■ TASK DIRECTIONS: From the records below, output exactly the lines running from the line containing "16L77 10L68 8L46" through the line containing "negative clicks: (130, 77) (130, 109)", and no others.

■ INPUT DATA:
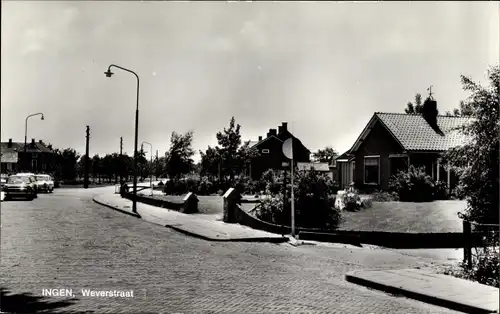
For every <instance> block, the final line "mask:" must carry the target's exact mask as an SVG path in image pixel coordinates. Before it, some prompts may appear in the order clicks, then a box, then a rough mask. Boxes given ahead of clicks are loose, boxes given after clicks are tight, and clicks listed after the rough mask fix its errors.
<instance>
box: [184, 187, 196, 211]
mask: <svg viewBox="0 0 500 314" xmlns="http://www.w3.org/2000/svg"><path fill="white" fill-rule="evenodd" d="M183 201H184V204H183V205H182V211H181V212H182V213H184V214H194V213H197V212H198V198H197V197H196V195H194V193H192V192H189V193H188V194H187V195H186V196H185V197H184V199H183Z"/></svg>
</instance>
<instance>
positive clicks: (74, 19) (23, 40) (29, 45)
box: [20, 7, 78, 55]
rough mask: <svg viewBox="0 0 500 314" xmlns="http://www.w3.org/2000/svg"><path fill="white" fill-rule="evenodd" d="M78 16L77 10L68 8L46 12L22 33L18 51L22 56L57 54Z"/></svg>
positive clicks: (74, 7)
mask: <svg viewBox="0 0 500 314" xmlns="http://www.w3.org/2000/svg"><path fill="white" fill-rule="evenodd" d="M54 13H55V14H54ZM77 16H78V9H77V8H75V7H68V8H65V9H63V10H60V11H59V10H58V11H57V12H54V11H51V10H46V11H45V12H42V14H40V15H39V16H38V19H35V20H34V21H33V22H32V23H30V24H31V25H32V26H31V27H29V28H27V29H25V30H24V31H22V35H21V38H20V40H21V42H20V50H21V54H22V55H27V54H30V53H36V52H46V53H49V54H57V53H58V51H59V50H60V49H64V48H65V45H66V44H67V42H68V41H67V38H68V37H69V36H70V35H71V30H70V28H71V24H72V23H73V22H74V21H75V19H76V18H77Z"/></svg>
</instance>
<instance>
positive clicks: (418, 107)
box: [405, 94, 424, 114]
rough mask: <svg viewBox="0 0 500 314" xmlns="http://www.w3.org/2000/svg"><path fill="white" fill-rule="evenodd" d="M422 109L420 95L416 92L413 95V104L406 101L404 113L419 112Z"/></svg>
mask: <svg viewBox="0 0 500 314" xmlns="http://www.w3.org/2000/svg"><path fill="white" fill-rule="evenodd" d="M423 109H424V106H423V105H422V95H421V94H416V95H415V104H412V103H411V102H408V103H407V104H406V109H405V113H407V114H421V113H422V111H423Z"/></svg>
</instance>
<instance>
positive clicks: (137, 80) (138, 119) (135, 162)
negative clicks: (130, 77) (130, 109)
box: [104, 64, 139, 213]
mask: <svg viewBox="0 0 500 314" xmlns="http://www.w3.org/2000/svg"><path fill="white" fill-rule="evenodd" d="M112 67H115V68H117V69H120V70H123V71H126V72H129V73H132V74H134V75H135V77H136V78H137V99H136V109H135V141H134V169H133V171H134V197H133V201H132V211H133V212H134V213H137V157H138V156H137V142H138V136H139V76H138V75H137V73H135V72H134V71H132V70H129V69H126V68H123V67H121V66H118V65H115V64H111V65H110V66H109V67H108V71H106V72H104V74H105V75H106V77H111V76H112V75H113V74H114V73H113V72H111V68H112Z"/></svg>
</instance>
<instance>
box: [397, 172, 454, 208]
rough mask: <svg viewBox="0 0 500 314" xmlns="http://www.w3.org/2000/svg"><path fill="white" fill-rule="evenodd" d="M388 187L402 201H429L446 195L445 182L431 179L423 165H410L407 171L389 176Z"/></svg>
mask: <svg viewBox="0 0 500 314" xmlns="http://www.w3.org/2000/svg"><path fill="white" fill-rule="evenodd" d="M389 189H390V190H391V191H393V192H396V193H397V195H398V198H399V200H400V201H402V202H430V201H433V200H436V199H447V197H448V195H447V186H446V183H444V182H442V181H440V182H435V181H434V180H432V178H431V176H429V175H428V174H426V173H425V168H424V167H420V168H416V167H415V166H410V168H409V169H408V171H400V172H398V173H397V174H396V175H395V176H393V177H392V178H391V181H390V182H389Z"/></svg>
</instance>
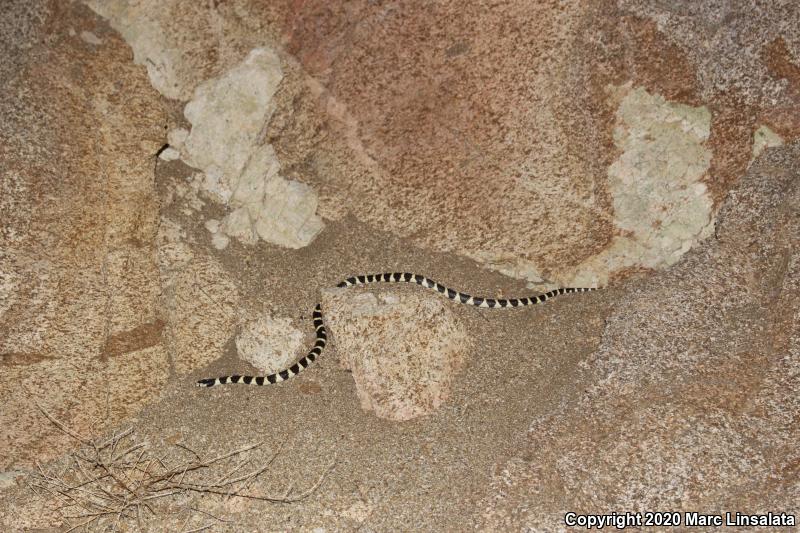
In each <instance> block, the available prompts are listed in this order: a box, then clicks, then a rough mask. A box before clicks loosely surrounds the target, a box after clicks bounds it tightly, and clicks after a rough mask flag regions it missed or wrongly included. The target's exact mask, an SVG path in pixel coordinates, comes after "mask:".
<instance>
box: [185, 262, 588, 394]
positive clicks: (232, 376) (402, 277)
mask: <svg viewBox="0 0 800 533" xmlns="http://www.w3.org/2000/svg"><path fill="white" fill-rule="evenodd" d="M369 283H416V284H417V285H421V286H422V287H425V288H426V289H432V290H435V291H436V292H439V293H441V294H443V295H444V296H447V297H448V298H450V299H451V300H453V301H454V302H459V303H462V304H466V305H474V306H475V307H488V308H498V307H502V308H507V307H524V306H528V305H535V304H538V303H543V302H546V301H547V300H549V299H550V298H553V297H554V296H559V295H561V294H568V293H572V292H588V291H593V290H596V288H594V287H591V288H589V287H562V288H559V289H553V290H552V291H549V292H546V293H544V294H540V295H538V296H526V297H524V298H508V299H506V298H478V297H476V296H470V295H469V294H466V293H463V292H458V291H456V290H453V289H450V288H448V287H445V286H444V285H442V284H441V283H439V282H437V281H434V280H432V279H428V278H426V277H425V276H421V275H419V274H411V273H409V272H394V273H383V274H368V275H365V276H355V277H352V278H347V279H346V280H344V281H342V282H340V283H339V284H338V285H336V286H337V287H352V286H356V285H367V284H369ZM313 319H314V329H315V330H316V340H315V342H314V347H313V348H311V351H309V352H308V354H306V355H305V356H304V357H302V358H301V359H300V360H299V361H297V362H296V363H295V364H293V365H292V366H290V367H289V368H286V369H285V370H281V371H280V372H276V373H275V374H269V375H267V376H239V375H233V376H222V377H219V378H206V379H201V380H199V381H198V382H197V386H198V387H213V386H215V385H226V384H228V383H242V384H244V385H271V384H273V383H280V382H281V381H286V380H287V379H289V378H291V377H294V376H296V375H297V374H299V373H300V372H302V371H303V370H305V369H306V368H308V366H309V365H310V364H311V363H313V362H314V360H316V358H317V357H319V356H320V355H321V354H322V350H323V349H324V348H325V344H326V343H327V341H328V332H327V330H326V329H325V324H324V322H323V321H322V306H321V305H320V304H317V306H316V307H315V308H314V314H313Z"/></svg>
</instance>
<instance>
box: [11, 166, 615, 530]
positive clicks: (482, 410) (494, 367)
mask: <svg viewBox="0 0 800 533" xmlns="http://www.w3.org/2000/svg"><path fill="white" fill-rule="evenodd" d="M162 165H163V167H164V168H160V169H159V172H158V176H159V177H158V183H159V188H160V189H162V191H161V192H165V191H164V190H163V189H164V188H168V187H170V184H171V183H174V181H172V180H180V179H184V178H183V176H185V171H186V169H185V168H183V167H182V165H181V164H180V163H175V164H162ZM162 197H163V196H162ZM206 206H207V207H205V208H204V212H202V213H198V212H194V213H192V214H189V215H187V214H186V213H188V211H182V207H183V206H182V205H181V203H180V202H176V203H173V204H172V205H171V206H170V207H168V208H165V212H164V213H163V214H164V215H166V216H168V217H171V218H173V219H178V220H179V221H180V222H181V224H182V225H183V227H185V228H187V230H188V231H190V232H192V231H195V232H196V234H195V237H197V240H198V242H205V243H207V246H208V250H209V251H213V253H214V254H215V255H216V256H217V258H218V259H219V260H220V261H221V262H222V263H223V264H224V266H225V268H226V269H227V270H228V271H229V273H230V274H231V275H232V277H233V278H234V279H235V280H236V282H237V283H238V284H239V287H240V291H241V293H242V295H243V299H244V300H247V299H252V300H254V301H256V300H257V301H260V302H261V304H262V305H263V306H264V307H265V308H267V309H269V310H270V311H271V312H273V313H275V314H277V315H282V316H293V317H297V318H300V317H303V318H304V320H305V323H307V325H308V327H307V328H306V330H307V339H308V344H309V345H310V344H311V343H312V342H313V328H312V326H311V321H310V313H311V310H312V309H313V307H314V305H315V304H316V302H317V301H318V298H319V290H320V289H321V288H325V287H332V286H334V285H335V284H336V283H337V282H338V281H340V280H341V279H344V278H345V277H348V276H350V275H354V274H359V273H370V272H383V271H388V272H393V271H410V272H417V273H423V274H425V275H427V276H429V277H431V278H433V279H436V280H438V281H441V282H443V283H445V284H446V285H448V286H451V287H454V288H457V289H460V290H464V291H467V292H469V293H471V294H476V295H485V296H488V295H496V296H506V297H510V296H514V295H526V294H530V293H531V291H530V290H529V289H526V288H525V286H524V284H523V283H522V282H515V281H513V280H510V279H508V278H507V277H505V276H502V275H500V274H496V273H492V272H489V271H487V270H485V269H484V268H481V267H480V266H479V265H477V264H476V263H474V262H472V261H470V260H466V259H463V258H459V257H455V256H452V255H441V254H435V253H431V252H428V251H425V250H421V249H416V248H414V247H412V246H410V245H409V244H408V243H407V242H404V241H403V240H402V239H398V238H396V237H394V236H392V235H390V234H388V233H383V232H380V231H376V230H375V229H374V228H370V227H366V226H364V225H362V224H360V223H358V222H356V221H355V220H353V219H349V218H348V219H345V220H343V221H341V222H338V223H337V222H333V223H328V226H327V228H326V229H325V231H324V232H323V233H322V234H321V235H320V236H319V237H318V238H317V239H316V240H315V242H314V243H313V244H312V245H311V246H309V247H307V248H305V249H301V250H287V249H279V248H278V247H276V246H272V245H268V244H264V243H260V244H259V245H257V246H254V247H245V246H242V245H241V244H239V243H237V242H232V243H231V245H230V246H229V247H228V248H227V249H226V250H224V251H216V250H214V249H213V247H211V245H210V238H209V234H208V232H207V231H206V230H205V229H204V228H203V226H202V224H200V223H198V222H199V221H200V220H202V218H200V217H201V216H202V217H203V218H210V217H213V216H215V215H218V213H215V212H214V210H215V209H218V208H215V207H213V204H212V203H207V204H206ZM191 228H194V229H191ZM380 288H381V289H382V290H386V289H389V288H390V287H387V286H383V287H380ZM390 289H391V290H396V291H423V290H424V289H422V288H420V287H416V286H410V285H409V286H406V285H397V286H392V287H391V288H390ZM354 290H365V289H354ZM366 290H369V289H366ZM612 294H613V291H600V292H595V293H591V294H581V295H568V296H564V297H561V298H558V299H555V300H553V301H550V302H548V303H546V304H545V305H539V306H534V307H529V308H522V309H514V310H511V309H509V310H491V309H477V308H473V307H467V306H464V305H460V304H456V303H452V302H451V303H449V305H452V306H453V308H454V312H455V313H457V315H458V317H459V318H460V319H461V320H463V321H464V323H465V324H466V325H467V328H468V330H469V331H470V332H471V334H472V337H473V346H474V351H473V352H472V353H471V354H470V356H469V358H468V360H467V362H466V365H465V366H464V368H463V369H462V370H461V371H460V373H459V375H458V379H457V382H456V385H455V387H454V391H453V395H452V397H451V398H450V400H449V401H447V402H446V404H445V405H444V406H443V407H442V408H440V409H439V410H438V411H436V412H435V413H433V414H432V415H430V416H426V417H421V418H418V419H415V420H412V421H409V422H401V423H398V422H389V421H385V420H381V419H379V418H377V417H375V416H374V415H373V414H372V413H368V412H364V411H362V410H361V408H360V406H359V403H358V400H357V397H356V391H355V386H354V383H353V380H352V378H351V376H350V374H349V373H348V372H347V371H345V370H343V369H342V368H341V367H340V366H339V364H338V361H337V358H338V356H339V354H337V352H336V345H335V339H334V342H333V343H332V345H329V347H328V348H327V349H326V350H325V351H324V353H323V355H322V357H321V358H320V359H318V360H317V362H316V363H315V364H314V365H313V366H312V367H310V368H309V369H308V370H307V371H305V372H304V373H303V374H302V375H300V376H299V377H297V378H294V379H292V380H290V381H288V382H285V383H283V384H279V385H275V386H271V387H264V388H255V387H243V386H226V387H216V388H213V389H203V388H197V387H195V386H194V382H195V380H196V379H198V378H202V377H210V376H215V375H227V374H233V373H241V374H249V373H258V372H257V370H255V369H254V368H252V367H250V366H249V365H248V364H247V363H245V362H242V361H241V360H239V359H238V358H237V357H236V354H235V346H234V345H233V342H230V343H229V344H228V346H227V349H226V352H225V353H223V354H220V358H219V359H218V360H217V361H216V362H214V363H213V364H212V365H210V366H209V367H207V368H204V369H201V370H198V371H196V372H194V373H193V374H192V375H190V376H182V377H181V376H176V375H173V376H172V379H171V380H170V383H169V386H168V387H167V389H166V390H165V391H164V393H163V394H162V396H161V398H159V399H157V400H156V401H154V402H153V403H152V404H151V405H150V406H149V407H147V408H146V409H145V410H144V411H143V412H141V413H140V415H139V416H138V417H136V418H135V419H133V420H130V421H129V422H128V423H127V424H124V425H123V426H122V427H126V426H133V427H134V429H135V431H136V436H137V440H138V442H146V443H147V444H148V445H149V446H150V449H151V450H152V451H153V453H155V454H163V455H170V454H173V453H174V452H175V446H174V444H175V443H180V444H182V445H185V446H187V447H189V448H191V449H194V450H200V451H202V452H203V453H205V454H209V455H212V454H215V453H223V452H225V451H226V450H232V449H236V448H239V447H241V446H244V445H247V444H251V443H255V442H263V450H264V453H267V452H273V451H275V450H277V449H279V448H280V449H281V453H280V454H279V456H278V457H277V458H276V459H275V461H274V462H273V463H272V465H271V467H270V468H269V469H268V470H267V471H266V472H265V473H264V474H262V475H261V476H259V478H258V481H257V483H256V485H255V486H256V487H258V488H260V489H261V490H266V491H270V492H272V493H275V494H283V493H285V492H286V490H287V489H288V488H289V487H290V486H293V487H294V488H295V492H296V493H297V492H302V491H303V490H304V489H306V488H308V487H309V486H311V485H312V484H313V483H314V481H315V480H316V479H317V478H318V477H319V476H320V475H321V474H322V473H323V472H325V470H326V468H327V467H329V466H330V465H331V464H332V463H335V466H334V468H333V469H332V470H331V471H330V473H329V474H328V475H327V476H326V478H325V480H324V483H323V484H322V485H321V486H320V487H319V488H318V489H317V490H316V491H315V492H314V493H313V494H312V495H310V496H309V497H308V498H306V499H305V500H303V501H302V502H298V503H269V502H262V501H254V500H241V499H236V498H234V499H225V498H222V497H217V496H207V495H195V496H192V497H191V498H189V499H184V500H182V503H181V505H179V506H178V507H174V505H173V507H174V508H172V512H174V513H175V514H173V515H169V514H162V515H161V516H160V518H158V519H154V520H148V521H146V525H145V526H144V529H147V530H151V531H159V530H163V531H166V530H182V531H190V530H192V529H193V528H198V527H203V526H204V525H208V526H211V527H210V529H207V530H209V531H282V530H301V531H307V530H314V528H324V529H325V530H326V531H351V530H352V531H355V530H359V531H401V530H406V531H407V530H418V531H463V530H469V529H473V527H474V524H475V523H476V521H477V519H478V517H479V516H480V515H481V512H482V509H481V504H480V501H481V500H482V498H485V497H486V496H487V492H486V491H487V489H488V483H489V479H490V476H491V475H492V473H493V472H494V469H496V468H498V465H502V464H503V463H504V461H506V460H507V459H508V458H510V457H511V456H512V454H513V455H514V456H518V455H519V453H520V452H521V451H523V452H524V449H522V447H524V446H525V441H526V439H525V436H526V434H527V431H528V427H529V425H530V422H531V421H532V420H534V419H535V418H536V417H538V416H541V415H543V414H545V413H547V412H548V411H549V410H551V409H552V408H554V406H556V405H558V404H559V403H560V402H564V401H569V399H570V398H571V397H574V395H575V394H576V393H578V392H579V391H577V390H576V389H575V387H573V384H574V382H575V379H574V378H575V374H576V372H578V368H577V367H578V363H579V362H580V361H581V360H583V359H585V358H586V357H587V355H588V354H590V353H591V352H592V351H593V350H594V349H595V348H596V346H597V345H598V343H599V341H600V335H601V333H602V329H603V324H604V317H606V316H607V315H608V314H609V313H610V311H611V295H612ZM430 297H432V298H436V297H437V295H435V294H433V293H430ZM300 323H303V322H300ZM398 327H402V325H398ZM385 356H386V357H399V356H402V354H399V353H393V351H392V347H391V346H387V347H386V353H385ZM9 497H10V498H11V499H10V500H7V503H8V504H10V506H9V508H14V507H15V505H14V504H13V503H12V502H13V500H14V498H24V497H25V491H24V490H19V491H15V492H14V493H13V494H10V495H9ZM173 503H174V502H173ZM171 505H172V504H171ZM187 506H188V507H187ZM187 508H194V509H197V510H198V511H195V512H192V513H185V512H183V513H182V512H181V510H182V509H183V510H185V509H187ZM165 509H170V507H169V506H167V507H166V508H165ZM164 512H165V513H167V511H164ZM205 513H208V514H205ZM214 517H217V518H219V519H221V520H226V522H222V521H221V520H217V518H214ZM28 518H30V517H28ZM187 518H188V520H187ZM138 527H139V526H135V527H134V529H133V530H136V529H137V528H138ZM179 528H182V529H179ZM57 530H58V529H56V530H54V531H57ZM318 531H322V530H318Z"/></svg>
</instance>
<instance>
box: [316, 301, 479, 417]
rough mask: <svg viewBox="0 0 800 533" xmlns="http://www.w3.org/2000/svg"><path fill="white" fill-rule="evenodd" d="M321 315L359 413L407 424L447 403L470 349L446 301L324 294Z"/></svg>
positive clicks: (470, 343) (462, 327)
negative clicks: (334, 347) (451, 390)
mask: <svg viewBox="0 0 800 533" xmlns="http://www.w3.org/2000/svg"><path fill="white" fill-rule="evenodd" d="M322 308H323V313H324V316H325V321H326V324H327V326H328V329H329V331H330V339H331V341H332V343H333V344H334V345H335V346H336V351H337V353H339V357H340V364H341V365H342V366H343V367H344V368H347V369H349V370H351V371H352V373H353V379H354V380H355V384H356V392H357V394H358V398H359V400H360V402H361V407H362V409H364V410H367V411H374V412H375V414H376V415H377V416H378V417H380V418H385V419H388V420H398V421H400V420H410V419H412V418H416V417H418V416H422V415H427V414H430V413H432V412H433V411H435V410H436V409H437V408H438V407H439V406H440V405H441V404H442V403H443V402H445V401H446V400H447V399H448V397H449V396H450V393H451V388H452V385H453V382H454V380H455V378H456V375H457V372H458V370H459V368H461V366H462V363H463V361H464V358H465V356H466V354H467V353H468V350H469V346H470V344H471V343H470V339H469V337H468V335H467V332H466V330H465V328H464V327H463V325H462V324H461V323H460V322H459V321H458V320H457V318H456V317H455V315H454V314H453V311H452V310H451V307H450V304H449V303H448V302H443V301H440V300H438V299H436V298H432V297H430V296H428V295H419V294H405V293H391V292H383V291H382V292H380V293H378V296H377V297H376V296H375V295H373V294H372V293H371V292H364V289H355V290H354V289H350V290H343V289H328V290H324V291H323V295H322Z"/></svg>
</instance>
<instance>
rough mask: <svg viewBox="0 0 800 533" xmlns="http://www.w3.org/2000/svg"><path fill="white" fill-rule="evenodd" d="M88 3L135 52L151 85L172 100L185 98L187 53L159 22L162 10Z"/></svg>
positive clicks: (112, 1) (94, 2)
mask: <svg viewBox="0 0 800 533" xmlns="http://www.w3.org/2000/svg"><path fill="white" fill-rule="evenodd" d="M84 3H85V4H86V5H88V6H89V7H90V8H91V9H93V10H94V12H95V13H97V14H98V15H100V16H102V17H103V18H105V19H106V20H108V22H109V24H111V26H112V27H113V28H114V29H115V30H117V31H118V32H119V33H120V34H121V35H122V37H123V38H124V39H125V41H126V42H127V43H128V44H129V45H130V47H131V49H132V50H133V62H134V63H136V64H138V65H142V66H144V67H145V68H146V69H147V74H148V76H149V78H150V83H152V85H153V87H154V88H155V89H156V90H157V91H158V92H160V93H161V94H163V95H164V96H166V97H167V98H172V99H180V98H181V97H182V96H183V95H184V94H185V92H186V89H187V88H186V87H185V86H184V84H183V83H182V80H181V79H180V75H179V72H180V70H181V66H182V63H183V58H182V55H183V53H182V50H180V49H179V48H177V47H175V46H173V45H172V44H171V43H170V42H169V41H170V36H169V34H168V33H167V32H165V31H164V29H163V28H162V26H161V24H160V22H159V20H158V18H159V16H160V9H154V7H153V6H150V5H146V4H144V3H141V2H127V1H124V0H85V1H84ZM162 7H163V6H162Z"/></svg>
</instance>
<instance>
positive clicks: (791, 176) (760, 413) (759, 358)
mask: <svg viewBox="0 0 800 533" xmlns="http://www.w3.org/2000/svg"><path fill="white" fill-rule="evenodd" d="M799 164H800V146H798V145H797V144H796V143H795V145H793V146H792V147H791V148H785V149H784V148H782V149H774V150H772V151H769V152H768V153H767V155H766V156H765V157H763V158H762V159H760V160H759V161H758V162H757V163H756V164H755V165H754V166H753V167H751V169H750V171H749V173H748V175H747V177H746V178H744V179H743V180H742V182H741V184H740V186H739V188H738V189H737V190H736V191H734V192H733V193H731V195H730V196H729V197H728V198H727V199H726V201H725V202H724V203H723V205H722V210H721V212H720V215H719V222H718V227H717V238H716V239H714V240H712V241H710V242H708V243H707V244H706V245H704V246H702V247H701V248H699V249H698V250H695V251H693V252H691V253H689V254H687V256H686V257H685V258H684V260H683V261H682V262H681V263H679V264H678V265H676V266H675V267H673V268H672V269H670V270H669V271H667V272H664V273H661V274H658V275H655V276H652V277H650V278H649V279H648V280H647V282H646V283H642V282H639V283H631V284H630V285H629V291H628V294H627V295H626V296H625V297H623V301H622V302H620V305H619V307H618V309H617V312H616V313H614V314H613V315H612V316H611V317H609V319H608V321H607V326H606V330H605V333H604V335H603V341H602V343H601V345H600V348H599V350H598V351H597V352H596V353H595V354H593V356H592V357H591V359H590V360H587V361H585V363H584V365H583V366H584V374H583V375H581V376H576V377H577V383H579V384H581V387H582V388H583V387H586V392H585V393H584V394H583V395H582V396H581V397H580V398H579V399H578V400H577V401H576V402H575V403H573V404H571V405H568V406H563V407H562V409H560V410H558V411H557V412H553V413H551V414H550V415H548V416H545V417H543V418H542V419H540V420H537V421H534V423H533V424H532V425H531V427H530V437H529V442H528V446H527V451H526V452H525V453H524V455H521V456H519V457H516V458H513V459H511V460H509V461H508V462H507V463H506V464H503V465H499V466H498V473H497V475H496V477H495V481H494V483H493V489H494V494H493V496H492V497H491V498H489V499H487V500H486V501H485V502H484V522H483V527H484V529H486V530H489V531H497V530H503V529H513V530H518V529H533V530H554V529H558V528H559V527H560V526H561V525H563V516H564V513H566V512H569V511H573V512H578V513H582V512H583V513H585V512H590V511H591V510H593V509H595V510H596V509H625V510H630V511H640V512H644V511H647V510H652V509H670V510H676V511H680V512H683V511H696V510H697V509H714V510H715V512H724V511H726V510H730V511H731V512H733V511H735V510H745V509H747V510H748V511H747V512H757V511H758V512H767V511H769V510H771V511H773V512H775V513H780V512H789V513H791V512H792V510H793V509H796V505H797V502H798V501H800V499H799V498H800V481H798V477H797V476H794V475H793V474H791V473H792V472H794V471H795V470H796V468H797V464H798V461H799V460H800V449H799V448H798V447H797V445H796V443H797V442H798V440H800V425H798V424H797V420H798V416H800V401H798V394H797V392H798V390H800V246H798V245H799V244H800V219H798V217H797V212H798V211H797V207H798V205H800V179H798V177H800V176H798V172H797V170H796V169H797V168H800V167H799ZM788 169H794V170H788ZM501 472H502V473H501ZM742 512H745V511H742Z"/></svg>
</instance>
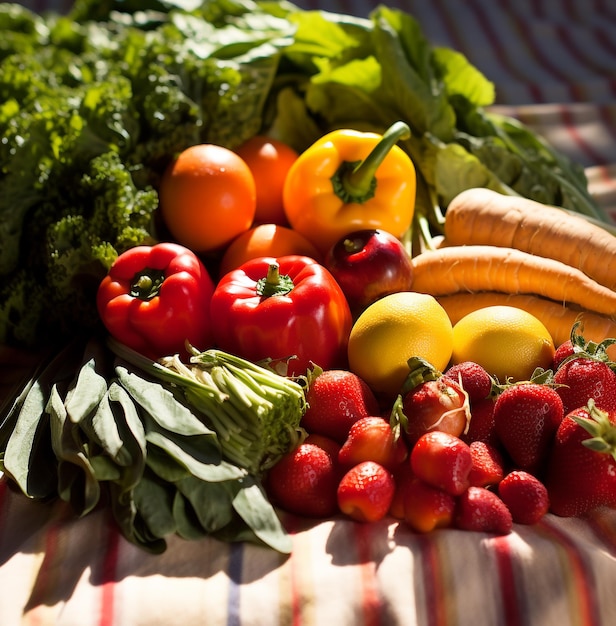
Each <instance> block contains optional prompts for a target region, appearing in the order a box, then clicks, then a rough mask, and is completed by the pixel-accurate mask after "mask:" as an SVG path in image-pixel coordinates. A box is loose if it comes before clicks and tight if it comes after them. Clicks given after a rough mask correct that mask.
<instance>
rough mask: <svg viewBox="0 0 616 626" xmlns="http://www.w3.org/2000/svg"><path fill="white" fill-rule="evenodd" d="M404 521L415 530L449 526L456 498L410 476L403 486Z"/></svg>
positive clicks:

■ RESPONSE:
rough mask: <svg viewBox="0 0 500 314" xmlns="http://www.w3.org/2000/svg"><path fill="white" fill-rule="evenodd" d="M78 16L77 10L68 8L46 12L22 33L18 51L22 56L57 54Z"/></svg>
positive clicks: (74, 7)
mask: <svg viewBox="0 0 500 314" xmlns="http://www.w3.org/2000/svg"><path fill="white" fill-rule="evenodd" d="M54 13H55V14H54ZM77 16H78V9H77V8H75V7H68V8H65V9H63V10H60V11H59V10H58V11H57V12H54V11H51V10H46V11H45V12H42V14H40V15H39V16H38V19H35V20H34V21H33V22H32V23H30V24H31V25H32V26H31V27H29V28H27V29H25V30H24V31H22V35H21V38H20V40H21V42H20V50H21V54H22V55H27V54H30V53H36V52H46V53H49V54H57V53H58V51H59V50H60V49H64V48H65V45H66V44H67V42H68V41H67V38H68V37H69V36H70V35H71V30H70V28H71V24H72V23H73V22H74V21H75V19H76V18H77Z"/></svg>
</instance>
<instance>
positive clicks: (418, 107)
box: [405, 94, 424, 114]
rough mask: <svg viewBox="0 0 500 314" xmlns="http://www.w3.org/2000/svg"><path fill="white" fill-rule="evenodd" d="M422 109L420 95L416 92L413 95V104L406 101L404 113L419 112Z"/></svg>
mask: <svg viewBox="0 0 500 314" xmlns="http://www.w3.org/2000/svg"><path fill="white" fill-rule="evenodd" d="M423 109H424V106H423V105H422V95H421V94H416V95H415V104H412V103H411V102H408V103H407V104H406V109H405V113H407V114H421V113H422V111H423Z"/></svg>
</instance>
<instance>
positive clicks: (137, 80) (138, 119) (135, 162)
negative clicks: (130, 77) (130, 109)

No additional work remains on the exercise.